(Excerpts from a dataset)

※ ※ ※

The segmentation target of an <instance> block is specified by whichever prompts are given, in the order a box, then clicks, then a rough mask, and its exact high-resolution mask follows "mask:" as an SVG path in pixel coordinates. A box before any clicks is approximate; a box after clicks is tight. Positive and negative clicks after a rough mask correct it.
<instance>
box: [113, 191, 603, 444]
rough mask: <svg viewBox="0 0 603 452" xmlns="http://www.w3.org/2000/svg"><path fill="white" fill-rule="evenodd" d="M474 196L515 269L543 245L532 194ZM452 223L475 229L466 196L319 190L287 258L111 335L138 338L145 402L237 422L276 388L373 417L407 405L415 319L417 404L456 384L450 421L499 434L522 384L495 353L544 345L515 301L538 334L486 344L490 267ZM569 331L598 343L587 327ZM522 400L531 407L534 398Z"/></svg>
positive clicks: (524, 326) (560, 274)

※ ※ ※

• _WHAT THE TASK ASKS_:
Among the entries above, find every line holding "instance" and copy it.

• _OUTPUT OF THE EXERCISE_:
The segmentation target of an <instance> block is specified by whichever prompts are given, in the order a box, then clicks, then a rough mask, and its exact high-resolution mask follows "mask:" as an SVG path in pixel coordinates. A box before any clicks is approximate; a box after clicks is tight. Positive and negative clicks after a rough mask correct it.
<instance>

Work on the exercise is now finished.